Excerpts from point annotation items:

----

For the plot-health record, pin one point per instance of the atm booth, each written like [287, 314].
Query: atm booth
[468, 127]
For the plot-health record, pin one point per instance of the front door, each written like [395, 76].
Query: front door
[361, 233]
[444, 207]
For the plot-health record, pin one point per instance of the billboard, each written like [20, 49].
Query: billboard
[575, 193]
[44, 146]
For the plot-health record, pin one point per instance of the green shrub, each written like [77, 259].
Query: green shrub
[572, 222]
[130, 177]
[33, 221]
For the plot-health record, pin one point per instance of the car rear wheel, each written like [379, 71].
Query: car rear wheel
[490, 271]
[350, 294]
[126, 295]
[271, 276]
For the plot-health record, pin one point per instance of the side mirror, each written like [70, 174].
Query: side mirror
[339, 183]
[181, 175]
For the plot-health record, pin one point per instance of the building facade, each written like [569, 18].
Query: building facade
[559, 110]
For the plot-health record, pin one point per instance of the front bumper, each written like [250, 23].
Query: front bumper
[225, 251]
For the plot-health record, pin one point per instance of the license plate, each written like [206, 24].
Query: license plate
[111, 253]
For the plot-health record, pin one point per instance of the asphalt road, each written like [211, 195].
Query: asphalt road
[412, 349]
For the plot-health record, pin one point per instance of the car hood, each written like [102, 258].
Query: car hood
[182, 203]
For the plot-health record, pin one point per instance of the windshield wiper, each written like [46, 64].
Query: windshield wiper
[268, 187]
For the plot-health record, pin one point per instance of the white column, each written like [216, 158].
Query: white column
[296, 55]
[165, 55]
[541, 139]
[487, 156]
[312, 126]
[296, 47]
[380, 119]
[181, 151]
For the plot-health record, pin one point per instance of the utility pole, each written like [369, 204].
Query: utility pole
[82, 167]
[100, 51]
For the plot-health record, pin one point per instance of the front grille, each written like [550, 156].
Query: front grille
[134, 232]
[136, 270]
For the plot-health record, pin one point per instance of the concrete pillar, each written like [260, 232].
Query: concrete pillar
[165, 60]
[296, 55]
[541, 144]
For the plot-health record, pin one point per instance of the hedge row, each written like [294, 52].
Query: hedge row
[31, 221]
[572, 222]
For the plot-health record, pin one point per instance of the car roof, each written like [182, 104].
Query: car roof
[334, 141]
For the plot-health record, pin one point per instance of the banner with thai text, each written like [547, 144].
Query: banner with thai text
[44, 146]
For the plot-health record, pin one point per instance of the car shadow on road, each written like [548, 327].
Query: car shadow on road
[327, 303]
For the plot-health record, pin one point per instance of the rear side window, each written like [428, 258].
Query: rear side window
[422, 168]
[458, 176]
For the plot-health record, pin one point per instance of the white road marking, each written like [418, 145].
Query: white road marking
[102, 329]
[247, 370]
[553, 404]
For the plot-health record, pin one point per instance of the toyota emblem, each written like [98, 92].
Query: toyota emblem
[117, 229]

----

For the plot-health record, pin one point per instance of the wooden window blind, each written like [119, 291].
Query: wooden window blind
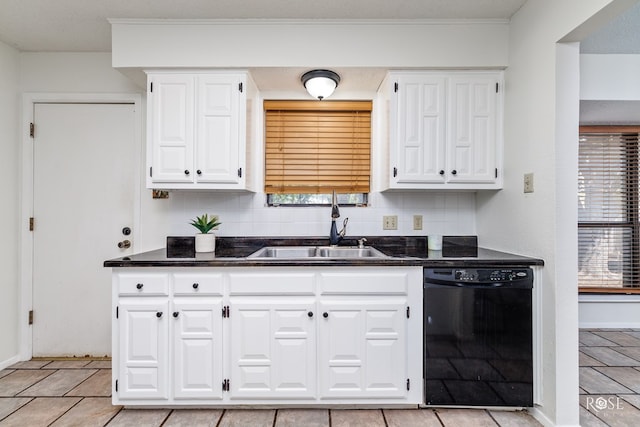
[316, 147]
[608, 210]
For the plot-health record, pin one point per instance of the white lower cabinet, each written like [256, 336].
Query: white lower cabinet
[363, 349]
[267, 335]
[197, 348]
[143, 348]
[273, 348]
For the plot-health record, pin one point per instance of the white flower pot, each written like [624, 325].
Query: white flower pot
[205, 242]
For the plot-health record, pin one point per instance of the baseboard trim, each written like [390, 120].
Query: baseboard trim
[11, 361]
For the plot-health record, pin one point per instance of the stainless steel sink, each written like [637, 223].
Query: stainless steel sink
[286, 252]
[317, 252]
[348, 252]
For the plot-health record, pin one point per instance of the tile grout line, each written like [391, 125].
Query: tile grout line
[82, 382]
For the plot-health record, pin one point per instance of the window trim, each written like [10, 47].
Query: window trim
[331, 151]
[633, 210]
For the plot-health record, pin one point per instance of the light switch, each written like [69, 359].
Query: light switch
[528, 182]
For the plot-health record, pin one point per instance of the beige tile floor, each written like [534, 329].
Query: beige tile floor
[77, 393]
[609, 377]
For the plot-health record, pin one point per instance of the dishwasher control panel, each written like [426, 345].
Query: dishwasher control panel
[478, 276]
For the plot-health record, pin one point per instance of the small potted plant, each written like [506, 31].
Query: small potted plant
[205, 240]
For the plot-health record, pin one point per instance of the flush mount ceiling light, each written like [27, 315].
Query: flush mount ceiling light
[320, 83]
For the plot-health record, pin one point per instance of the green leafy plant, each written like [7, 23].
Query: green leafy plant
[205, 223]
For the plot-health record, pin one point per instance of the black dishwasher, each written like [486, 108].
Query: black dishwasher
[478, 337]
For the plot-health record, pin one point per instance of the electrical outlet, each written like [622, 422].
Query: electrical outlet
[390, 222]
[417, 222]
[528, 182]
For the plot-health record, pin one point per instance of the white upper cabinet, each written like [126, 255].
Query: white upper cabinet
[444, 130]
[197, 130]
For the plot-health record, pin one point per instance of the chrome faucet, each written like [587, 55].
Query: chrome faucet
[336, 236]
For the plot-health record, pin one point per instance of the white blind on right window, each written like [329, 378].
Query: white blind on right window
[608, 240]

----

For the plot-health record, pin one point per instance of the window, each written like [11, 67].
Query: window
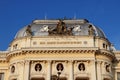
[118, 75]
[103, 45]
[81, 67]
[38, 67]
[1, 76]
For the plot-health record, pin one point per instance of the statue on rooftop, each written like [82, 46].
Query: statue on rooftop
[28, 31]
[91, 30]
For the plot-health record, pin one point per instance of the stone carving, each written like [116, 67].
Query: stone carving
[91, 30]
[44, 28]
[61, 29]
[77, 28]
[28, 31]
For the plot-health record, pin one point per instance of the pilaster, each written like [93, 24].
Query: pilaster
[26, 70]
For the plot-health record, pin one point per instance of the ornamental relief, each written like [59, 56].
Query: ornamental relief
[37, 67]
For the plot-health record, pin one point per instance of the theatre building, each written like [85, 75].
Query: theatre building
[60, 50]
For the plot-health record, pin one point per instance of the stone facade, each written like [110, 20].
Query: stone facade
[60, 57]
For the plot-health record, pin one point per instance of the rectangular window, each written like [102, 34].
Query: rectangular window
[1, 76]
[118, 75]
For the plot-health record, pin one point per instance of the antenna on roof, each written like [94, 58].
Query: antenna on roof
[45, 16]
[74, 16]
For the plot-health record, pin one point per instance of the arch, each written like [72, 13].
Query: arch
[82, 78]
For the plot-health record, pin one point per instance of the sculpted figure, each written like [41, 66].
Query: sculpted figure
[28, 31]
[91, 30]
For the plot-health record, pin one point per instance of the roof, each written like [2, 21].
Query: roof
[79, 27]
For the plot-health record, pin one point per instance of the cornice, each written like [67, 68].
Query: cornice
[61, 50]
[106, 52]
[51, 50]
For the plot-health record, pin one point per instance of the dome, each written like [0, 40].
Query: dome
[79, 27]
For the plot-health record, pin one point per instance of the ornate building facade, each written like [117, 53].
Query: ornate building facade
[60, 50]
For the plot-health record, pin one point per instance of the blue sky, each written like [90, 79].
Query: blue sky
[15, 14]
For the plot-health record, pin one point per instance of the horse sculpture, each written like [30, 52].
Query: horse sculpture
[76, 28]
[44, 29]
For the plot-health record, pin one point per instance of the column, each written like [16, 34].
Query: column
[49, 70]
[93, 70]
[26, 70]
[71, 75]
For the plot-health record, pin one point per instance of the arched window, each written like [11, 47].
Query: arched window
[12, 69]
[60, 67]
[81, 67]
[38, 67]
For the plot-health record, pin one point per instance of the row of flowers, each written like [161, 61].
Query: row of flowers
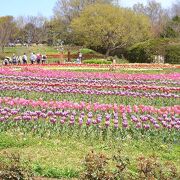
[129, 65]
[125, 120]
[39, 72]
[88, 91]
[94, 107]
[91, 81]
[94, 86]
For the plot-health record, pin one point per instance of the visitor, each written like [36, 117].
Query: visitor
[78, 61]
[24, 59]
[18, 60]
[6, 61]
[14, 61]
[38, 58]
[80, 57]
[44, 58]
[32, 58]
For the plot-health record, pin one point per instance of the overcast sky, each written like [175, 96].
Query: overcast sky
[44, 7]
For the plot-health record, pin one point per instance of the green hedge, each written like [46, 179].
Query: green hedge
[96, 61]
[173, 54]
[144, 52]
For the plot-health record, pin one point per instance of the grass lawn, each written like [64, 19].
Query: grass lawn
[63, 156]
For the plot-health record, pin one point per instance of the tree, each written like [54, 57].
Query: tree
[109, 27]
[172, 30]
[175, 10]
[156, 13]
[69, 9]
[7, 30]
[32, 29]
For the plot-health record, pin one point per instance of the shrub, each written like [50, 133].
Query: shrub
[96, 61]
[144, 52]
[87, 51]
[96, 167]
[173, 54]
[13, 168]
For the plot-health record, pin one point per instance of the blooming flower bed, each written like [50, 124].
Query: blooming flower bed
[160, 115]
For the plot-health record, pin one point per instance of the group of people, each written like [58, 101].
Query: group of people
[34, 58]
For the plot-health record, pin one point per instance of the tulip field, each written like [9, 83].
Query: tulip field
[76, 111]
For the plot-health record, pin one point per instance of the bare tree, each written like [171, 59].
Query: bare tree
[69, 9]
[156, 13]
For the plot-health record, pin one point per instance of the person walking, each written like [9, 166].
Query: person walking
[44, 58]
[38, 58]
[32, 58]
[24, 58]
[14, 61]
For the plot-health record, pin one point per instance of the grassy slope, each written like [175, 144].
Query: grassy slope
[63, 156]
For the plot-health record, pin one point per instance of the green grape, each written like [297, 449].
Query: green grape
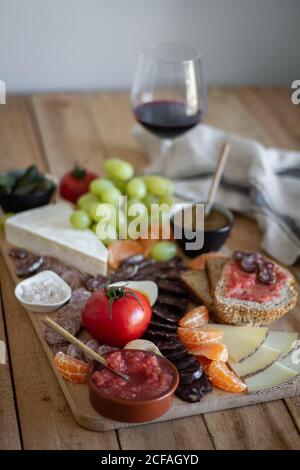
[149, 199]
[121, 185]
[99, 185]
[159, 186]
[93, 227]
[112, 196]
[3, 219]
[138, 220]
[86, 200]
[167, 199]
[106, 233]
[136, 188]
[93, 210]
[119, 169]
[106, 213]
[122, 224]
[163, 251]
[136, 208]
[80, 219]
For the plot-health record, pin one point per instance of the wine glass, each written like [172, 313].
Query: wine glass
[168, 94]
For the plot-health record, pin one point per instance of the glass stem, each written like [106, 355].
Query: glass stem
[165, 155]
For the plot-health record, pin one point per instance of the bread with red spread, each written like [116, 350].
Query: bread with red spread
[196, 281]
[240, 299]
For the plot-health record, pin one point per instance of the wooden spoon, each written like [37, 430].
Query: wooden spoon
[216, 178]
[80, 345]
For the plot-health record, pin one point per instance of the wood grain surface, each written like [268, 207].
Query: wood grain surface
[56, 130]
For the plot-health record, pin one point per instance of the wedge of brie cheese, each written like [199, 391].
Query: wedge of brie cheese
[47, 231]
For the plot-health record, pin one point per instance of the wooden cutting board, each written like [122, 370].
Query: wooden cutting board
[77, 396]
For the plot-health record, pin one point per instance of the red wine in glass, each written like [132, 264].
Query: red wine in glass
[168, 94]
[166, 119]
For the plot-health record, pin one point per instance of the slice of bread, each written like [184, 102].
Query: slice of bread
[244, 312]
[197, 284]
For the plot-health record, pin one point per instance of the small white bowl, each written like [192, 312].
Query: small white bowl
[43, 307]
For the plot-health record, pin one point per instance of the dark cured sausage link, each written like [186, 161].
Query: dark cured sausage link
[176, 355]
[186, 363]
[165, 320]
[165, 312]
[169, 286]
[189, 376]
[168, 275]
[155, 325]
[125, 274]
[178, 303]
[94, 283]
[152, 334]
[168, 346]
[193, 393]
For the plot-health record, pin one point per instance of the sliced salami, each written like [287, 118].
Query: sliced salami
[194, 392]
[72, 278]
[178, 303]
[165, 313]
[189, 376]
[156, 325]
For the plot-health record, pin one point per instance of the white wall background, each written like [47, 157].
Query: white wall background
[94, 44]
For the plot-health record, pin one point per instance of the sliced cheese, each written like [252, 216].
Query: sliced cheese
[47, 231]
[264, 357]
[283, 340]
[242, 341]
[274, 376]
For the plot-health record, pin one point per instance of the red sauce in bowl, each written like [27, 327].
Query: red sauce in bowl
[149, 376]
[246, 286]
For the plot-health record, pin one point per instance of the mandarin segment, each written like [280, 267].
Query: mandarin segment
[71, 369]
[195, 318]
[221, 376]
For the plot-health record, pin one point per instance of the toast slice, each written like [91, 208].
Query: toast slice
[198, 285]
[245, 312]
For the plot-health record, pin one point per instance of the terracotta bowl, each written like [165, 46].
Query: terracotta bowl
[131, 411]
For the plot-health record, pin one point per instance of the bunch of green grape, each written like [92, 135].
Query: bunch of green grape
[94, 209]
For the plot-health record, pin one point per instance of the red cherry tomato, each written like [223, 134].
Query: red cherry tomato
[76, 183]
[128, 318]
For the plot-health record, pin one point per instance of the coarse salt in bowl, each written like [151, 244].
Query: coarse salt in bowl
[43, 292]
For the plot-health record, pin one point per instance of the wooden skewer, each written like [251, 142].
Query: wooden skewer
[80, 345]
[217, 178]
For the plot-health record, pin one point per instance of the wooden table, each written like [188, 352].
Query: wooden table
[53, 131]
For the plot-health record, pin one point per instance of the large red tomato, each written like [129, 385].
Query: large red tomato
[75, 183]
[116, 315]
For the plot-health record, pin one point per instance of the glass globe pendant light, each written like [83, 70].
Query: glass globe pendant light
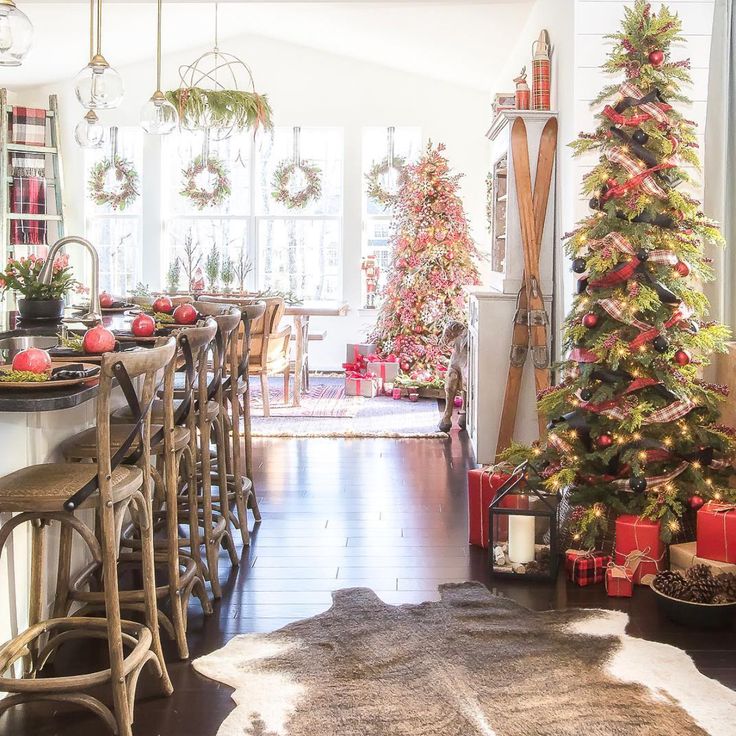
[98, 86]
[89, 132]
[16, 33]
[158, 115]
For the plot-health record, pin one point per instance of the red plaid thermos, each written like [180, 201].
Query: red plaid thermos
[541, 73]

----

[Exercise]:
Please list every line of the items above that contains the word "plaid", matching case exactly.

[Answer in full]:
For the plot-health record, pin one point per instance of the red plaid thermos, each written like [180, 201].
Query: red plaid thermos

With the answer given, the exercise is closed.